Using the listing below, show all lines that hold the word "tree".

Exercise inputs ->

○ ○ ○ ○ ○ ○ ○

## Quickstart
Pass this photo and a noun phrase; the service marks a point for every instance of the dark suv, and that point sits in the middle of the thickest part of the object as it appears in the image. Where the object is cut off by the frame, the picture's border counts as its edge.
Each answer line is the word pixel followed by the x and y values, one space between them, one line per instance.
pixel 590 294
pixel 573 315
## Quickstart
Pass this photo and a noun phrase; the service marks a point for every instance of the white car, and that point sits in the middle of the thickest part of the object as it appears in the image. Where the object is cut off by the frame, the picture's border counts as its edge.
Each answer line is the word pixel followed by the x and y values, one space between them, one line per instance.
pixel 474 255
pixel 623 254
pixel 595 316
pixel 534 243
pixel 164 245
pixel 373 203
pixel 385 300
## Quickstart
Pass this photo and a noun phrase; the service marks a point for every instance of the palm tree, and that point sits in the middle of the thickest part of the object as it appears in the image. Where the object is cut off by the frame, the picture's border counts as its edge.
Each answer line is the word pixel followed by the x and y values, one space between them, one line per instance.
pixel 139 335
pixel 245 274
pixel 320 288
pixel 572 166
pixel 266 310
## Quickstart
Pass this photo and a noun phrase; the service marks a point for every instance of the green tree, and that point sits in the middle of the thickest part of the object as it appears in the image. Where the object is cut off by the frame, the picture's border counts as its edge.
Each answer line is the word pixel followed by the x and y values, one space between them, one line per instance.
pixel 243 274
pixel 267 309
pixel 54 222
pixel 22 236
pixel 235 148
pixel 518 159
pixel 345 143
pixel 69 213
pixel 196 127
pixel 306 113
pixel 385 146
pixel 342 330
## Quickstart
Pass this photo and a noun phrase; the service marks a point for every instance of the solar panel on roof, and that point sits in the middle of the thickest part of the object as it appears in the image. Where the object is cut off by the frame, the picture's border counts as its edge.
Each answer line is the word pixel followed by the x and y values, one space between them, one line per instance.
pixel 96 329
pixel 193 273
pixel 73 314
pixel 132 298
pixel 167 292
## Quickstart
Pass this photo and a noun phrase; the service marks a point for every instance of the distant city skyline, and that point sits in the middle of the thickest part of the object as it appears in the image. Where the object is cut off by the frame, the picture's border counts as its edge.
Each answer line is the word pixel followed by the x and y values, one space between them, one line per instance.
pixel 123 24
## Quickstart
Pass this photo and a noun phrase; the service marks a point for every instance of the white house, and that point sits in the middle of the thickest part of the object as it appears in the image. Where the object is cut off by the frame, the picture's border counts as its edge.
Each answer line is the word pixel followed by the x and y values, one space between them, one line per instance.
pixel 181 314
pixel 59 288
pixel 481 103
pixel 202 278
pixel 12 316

○ ○ ○ ○ ○ ○ ○

Answer space ->
Pass this photo and a noun phrase; the service marks a point for every instance of the palm tree, and that point sits in the middle of the thickest part of the object as it appears in the image. Where the object is cut off by the frame, the picture's border counts as its edge.
Pass this photo and a noun phrase; the service marks a point for every instance of the green tree, and that point sits in the middle of the thickest part of the object as it appears in the image. Where the object is cut off by the frame, the picture's border counts as its edge.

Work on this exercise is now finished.